▼
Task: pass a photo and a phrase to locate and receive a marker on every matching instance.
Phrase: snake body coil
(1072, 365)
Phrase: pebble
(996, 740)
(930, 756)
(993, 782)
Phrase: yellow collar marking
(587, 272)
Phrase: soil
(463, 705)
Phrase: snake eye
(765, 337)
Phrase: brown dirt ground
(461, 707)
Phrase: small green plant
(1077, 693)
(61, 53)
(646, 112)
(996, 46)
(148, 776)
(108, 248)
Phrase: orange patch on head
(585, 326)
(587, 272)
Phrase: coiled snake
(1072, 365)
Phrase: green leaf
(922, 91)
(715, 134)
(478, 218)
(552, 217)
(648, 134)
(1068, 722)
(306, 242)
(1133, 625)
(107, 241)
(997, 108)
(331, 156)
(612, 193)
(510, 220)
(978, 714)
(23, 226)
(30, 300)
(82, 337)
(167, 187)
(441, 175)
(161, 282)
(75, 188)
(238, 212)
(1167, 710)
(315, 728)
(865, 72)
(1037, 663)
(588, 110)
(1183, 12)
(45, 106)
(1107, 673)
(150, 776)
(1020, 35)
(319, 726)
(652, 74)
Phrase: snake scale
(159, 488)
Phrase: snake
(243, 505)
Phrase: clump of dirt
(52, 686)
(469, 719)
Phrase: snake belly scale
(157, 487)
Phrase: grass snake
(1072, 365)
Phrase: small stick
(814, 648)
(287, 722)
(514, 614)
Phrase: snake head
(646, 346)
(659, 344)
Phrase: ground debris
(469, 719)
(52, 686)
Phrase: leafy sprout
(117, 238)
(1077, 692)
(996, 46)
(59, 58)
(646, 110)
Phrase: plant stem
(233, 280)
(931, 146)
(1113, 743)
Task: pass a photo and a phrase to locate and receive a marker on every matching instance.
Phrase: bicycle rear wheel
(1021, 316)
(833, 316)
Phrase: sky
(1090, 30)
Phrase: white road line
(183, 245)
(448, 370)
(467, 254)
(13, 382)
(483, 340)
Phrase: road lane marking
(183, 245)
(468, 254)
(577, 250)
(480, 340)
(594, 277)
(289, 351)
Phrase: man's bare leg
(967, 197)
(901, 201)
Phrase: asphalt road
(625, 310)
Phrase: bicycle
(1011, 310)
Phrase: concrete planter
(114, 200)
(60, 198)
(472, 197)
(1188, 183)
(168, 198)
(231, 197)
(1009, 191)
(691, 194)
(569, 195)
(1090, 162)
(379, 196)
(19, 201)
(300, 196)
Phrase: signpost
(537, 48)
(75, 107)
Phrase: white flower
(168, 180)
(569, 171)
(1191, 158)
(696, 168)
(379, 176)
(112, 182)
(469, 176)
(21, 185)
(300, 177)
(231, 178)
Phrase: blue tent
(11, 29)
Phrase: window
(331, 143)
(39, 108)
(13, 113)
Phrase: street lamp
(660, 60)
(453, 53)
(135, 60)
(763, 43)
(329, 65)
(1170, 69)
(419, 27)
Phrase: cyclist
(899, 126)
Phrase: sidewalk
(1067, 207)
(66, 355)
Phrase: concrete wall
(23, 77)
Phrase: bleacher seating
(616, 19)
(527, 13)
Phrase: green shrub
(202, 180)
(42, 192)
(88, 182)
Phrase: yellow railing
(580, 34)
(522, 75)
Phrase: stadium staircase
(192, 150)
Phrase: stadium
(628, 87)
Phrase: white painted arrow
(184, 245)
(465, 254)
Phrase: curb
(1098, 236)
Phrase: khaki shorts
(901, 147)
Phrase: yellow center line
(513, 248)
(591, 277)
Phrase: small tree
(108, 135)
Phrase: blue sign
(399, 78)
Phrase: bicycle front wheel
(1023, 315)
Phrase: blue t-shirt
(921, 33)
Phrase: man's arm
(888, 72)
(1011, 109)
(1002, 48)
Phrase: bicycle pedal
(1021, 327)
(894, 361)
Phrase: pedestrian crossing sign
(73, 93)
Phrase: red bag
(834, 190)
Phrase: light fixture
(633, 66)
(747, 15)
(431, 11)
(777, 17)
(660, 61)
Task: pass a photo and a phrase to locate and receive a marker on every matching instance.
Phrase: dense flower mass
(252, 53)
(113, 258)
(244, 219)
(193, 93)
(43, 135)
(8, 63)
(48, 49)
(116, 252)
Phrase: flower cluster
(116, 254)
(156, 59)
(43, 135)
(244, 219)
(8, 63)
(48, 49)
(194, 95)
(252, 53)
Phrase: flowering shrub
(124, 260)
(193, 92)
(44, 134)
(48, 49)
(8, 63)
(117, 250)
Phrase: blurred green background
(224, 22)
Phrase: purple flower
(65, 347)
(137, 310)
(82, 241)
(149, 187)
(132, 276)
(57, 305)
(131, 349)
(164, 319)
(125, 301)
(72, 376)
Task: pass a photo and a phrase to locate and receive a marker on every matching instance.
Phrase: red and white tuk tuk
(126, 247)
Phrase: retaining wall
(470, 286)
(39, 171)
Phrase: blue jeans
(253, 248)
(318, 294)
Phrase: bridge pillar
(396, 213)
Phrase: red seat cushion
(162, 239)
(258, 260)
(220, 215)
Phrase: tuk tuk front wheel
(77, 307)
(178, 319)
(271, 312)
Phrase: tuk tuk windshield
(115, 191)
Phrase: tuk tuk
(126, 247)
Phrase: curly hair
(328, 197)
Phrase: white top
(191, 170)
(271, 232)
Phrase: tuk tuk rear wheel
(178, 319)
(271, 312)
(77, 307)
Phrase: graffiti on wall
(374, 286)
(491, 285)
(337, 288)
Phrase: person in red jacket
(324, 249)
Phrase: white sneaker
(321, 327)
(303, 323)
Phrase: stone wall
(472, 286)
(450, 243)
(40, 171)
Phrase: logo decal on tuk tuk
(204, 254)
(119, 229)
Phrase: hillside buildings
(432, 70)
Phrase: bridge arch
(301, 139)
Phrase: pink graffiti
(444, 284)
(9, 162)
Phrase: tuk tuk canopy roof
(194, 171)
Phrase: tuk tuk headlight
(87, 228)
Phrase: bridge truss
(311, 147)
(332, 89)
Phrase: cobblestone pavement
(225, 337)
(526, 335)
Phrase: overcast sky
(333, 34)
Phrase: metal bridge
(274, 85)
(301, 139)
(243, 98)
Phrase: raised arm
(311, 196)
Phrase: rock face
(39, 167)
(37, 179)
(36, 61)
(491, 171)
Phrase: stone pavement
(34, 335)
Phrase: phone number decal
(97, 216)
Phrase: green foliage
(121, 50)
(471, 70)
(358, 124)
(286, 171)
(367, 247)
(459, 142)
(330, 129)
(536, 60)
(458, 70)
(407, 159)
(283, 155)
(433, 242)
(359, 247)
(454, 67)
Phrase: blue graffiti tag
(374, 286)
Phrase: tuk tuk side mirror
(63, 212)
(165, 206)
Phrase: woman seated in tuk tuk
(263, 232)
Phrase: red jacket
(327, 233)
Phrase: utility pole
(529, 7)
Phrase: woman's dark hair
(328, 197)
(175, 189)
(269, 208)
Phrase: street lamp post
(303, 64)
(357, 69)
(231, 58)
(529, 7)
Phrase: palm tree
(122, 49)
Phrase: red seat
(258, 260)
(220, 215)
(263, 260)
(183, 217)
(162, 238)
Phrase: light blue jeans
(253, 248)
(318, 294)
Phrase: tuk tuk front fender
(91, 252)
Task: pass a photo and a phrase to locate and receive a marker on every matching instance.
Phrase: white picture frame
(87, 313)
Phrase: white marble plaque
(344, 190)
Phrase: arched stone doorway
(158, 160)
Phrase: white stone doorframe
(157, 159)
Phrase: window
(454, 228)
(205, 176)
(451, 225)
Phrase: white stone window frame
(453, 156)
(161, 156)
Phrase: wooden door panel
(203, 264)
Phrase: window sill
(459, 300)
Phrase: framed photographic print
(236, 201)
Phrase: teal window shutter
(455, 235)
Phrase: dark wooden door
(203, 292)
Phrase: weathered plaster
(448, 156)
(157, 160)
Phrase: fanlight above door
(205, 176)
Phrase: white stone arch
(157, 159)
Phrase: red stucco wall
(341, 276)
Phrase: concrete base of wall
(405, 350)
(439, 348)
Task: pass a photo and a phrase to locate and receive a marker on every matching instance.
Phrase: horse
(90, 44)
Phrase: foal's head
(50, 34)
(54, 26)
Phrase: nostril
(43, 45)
▲
**PROBLEM REQUIREMENTS**
Print nothing but the lines from the one containing "Phrase: white stone arch" through the end of the listing above, exactly as written.

**COMPLETED EXERCISE**
Phrase: white stone arch
(157, 159)
Phrase: red stucco wall
(341, 276)
Phrase: concrete base of wall
(405, 350)
(439, 348)
Task: pass a photo and a phrase to locate and receive a marker on every matching instance.
Phrase: horse
(90, 44)
Phrase: foal's head
(50, 34)
(54, 26)
Phrase: nostril
(43, 45)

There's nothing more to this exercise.